**Exercise aim**
Lines from the one containing "the wet ground" through the last line of the data are to be repeated word for word, both ends included.

(Location identification items)

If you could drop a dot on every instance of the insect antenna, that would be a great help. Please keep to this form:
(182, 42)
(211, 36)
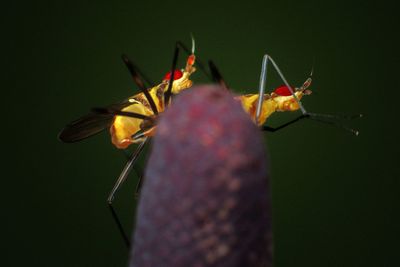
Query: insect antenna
(216, 75)
(139, 82)
(331, 119)
(199, 63)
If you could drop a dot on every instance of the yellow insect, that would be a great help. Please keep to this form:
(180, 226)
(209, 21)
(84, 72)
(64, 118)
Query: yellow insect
(134, 119)
(261, 106)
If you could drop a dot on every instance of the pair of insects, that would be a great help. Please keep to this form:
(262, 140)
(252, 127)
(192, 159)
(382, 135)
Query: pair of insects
(133, 121)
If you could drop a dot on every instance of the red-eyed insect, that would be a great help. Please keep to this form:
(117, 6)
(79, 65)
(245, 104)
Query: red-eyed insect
(283, 98)
(133, 120)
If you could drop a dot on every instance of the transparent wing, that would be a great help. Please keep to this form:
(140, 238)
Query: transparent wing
(89, 125)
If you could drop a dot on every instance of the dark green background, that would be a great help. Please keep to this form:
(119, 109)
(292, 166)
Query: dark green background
(335, 196)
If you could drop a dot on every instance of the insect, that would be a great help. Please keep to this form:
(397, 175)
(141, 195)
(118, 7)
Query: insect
(133, 120)
(283, 98)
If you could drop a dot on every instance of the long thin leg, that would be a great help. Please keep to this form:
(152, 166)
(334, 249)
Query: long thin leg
(261, 89)
(274, 129)
(324, 118)
(121, 179)
(262, 86)
(139, 82)
(167, 94)
(125, 172)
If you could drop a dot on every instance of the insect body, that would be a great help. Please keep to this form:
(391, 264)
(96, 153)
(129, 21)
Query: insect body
(126, 130)
(281, 99)
(134, 115)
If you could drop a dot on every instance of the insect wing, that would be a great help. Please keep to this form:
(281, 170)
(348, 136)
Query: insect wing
(89, 125)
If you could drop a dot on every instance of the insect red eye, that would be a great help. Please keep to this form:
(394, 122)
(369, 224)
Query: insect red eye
(177, 75)
(283, 91)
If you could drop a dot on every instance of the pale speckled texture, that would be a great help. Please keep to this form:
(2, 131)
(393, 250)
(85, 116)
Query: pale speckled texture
(206, 199)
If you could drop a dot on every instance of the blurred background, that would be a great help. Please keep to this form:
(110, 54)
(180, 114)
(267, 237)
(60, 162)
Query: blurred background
(335, 196)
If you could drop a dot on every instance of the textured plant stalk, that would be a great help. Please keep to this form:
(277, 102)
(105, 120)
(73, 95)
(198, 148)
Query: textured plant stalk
(206, 199)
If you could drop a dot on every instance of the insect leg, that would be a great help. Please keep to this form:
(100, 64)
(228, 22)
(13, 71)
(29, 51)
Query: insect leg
(121, 179)
(324, 118)
(168, 93)
(216, 75)
(139, 82)
(261, 89)
(274, 129)
(265, 61)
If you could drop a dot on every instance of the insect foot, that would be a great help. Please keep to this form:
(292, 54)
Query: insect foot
(205, 200)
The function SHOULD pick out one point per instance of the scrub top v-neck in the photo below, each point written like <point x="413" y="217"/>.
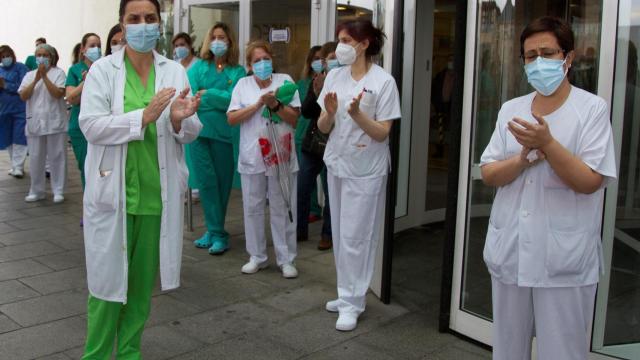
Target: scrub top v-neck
<point x="142" y="172"/>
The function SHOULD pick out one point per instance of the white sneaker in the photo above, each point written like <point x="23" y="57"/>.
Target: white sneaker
<point x="332" y="306"/>
<point x="347" y="321"/>
<point x="253" y="267"/>
<point x="33" y="198"/>
<point x="289" y="271"/>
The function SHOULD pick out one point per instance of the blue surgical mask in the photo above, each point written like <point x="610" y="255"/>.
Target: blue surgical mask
<point x="332" y="64"/>
<point x="317" y="66"/>
<point x="93" y="54"/>
<point x="545" y="75"/>
<point x="218" y="47"/>
<point x="42" y="60"/>
<point x="142" y="37"/>
<point x="263" y="69"/>
<point x="181" y="52"/>
<point x="8" y="61"/>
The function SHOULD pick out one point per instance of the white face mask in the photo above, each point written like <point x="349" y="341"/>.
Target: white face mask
<point x="346" y="54"/>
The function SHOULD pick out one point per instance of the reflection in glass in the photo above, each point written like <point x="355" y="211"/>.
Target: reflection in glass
<point x="619" y="291"/>
<point x="283" y="16"/>
<point x="499" y="77"/>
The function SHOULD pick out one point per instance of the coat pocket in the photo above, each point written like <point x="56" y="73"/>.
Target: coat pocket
<point x="495" y="251"/>
<point x="102" y="193"/>
<point x="569" y="253"/>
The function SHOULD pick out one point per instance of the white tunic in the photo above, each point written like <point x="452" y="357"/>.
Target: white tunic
<point x="350" y="152"/>
<point x="541" y="232"/>
<point x="246" y="93"/>
<point x="108" y="130"/>
<point x="45" y="114"/>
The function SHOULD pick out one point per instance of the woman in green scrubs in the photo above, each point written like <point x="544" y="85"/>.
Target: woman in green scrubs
<point x="90" y="51"/>
<point x="212" y="154"/>
<point x="135" y="116"/>
<point x="312" y="67"/>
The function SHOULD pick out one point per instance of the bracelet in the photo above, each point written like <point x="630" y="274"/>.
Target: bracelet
<point x="276" y="108"/>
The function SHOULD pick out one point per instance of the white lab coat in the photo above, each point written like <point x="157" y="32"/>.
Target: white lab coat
<point x="108" y="131"/>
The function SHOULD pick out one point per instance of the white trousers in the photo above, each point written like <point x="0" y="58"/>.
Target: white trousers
<point x="49" y="148"/>
<point x="18" y="154"/>
<point x="357" y="210"/>
<point x="255" y="189"/>
<point x="559" y="318"/>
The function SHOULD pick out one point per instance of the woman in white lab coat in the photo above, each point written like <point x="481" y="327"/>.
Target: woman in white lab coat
<point x="251" y="96"/>
<point x="550" y="156"/>
<point x="136" y="115"/>
<point x="359" y="102"/>
<point x="47" y="121"/>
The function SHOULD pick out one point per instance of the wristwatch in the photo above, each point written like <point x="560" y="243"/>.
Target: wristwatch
<point x="277" y="107"/>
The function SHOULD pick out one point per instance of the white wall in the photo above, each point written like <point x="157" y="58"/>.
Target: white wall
<point x="61" y="22"/>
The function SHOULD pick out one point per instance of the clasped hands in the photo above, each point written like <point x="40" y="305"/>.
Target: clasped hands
<point x="531" y="137"/>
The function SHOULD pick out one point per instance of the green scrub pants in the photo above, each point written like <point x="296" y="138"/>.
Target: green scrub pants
<point x="108" y="320"/>
<point x="213" y="169"/>
<point x="79" y="145"/>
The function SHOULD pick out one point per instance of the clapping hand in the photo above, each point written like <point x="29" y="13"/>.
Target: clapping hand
<point x="532" y="136"/>
<point x="184" y="107"/>
<point x="331" y="103"/>
<point x="157" y="105"/>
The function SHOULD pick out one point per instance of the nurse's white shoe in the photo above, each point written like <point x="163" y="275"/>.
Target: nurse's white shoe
<point x="289" y="271"/>
<point x="253" y="267"/>
<point x="33" y="198"/>
<point x="347" y="321"/>
<point x="332" y="306"/>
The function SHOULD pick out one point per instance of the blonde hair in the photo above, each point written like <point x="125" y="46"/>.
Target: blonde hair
<point x="257" y="44"/>
<point x="231" y="56"/>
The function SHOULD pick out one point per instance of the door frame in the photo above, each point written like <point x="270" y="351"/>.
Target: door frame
<point x="461" y="321"/>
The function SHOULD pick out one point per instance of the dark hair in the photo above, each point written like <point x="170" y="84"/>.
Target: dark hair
<point x="328" y="48"/>
<point x="558" y="27"/>
<point x="86" y="37"/>
<point x="75" y="54"/>
<point x="362" y="30"/>
<point x="307" y="70"/>
<point x="8" y="48"/>
<point x="186" y="37"/>
<point x="114" y="30"/>
<point x="123" y="5"/>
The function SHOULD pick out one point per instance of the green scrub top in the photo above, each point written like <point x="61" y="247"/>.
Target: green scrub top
<point x="142" y="171"/>
<point x="74" y="78"/>
<point x="303" y="122"/>
<point x="203" y="75"/>
<point x="31" y="62"/>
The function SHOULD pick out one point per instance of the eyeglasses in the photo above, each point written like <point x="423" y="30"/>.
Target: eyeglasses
<point x="547" y="53"/>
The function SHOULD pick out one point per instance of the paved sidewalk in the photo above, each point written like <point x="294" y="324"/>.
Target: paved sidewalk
<point x="218" y="313"/>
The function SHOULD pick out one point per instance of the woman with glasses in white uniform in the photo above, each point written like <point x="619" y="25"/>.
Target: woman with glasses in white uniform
<point x="551" y="156"/>
<point x="359" y="102"/>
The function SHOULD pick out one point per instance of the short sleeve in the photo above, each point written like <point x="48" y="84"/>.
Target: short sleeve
<point x="495" y="150"/>
<point x="236" y="101"/>
<point x="595" y="145"/>
<point x="327" y="87"/>
<point x="26" y="80"/>
<point x="295" y="102"/>
<point x="388" y="102"/>
<point x="72" y="79"/>
<point x="60" y="79"/>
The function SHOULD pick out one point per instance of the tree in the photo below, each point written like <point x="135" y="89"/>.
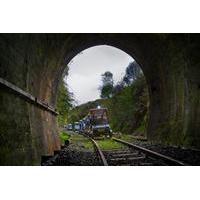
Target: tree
<point x="64" y="102"/>
<point x="107" y="85"/>
<point x="133" y="71"/>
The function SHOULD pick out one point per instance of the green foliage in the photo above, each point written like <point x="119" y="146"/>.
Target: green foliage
<point x="64" y="103"/>
<point x="128" y="108"/>
<point x="64" y="136"/>
<point x="107" y="85"/>
<point x="106" y="91"/>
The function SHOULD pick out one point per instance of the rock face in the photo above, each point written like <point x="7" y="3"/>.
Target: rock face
<point x="35" y="63"/>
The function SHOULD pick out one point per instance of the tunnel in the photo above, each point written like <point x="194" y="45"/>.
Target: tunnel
<point x="34" y="63"/>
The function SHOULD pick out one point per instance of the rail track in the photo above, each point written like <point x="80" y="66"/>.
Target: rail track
<point x="134" y="155"/>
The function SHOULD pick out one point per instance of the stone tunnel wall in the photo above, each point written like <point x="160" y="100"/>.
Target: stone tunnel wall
<point x="35" y="62"/>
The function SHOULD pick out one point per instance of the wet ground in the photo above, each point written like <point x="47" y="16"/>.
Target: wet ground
<point x="80" y="152"/>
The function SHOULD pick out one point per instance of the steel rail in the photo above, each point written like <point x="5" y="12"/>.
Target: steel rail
<point x="27" y="96"/>
<point x="151" y="153"/>
<point x="100" y="153"/>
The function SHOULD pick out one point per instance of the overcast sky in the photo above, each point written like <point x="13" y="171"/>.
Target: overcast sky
<point x="86" y="68"/>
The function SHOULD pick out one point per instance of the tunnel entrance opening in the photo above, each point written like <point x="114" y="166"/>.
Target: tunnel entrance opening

**Task answer**
The function SHOULD pick out one point per instance of the wet ground in the photo above, each point written like <point x="47" y="16"/>.
Target: wet ground
<point x="80" y="152"/>
The function SHOULD pick out one point per instance of the steel rail in the photo above, each point written like <point x="5" y="12"/>.
Target: steel rail
<point x="27" y="96"/>
<point x="151" y="153"/>
<point x="100" y="153"/>
The function SHOULD pick out one point per instance of the overcast sky in the photo above, each point written like <point x="13" y="171"/>.
Target: overcast sky
<point x="86" y="68"/>
The function SHOULD pick out one point per instance of the tunnel entrance opening in the photo above, each point written like <point x="114" y="166"/>.
Target: tunnel entrance opening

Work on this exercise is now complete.